***** EXTRACT PROVIDED *****

Charles Swann Roberts (February 3, 1930 – August 20, 2010, Baltimore, Maryland) was an American wargame designer, railroad historian, and businessman. He is renowned as "The Father of Board Wargaming", having created the first commercially successful modern wargame in 1952 (Tactics), the first wargaming company in 1954 (Avalon Hill), and designed the first board wargame based upon an actual historical battle (Gettysburg). He is also the author of a series of books on railroad history, published by the small publishing firm, Barnard, Roberts, and Company, Inc.

==As a wargame designer==
In 1952, Charles S. Roberts began working on the first mass market board wargame, Tactics, from his house in the Avalon neighborhood of Catonsville, Maryland. It was a revolutionary design in many ways that Roberts recalled confounded new players more accustomed to rules like chess and checkers.

In 1954, he began selling it via mail-order as The Avalon Game Company. In 1958, Roberts formed gaming company Avalon Hill to publish the next incarnation, Tactics II (1958). Tactics II improved on the basic game design of his earlier effort, and formed the genesis for the concept of the combat results table. In 1958 he published Gettysburg, considered to be the first board wargame based upon an actual historical battle, with subsequent versions in 1961 and 1964.

In December 1963, Roberts turned over Avalon Hill to one of his creditors, Eric Dott of Monarch Services, after being hard hit by a recession. Tom Shaw, a longtime friend of Roberts and the last holdover from the original company, ran the company during Avalon Hill's successful 1963-1982 period. After six years in Roberts’ home, the company moved to a dedicated building in the Parkville neighborhood of Baltimore.

Starting in 1988, Roberts's name was given to the Charles S. Roberts Awards, given for excellence in the historical wargaming hobby. He was a charter member of the Charles Roberts Awards Hall of Fame.

In 1999, Pyramid magazine named Charles S. Roberts as one of The Millennium's Most Influential Persons "at least in the realm of adventure gaming."

==As a railroad historian==
Following the sale of his wargame company, Avalon Hill, Charles Roberts held various positions in the publishing industry. In 1973, he founded a small press, Barnard, Roberts, and Company, which he has described as "publishing to the Catholic market", even though Roberts himself was not a Catholic. Over time, the company's emphasis shifted away from religious publications and toward railroad history.

Roberts took pride in coming from a long line of railroaders. One of his great great uncles was Thomas Swann, president of the Baltimore and Ohio Railroad from 1848 to 1853. Roberts's father and grandfather, also named Charles Swann Roberts, had long careers with the Baltimore and Ohio. In one of his books, Roberts reminisced about childhood trips with his father to observe the operations of the Pennsylvania Railroad, of which Roberts had always been an enthusiast.

The firm of Barnard, Roberts, and Company published numerous books about railroad history, many written by Charles Roberts himself. Earlier volumes focused on the Baltimore and Ohio, and later books documented the Pennsylvania Railroad. The first in this series was Triumph I: Altoona to Pitcairn: 1846-1996. The last was Triumph IX: Salt Sea to Bays, Valleys, Dells, and Firestorms: 1927-2007. In Triumph IX, Roberts includes reminiscences about his life and movingly pays tribute to his late first wife, Patricia.

***** LISTED RECORDS *****

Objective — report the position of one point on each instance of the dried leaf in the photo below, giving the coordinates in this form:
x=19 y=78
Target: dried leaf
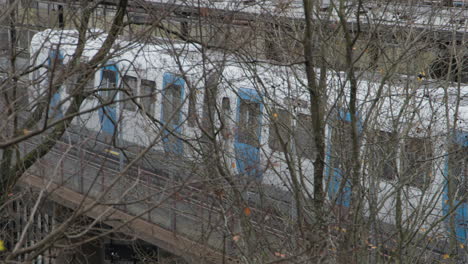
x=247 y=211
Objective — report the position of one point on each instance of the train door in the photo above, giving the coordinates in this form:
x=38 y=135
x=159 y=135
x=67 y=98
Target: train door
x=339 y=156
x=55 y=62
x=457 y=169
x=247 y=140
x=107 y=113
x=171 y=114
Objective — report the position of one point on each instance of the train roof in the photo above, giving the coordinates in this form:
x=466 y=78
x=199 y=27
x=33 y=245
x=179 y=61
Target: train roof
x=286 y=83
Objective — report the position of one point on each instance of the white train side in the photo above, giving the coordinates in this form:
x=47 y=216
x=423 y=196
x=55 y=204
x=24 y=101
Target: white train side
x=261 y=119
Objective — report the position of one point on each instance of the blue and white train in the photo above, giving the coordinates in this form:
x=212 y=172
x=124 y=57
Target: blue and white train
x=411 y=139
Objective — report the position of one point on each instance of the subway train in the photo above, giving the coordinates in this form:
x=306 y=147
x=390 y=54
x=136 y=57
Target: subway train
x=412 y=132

*****
***** LISTED RECORDS *****

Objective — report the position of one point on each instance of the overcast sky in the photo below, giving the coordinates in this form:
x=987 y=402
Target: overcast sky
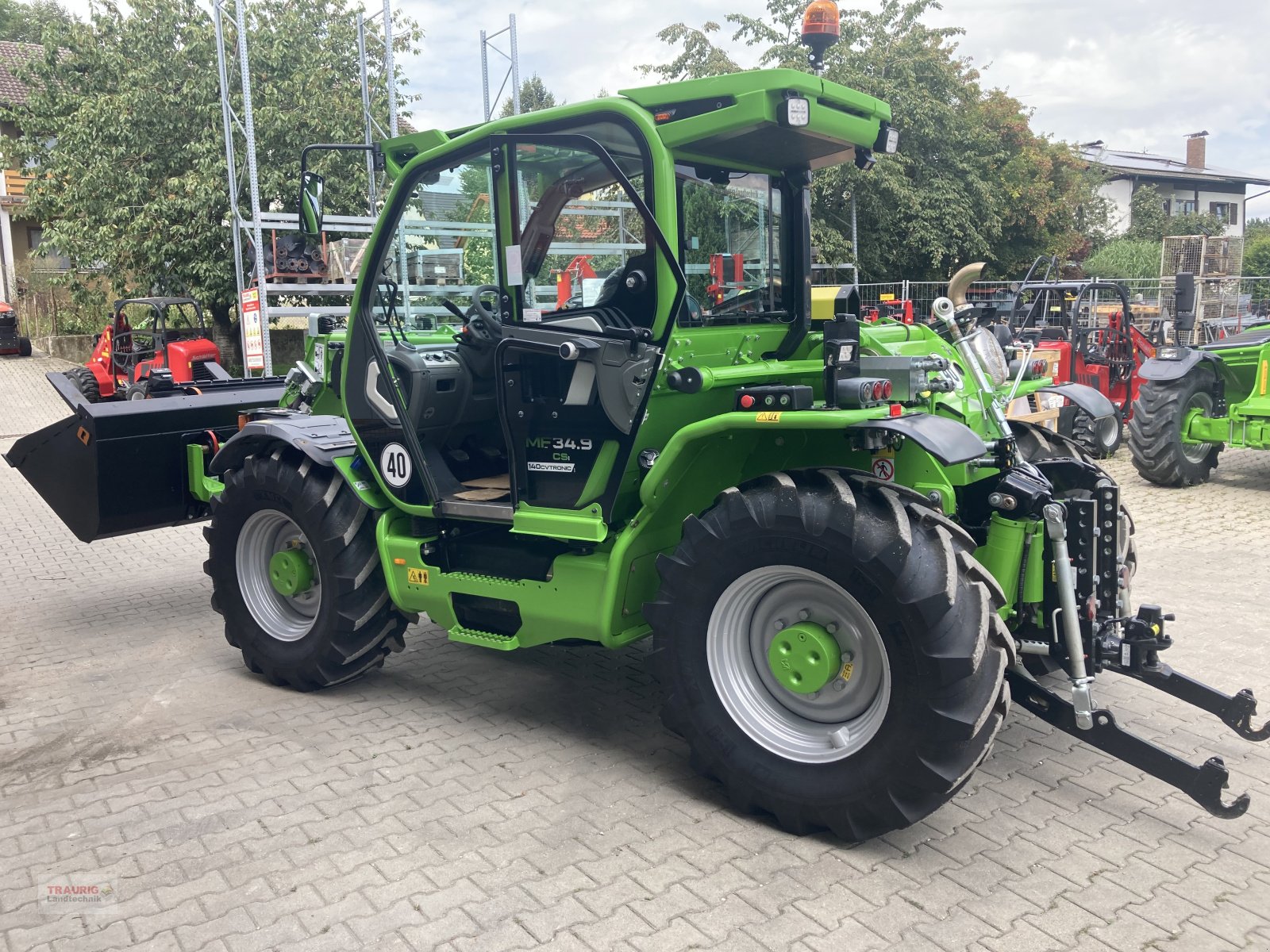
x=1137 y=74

*****

### STUDY QUESTIONS
- 1) List every wargame that the Charles S. Roberts text names.
- 2) Output the passage of the Charles S. Roberts text that begins at the words "In 1999, Pyramid" and ends after "toward railroad history.".

### PER-TASK ANSWERS
- 1) Tactics, Gettysburg, Tactics II

- 2)
In 1999, Pyramid magazine named Charles S. Roberts as one of The Millennium's Most Influential Persons "at least in the realm of adventure gaming."

==As a railroad historian==
Following the sale of his wargame company, Avalon Hill, Charles Roberts held various positions in the publishing industry. In 1973, he founded a small press, Barnard, Roberts, and Company, which he has described as "publishing to the Catholic market", even though Roberts himself was not a Catholic. Over time, the company's emphasis shifted away from religious publications and toward railroad history.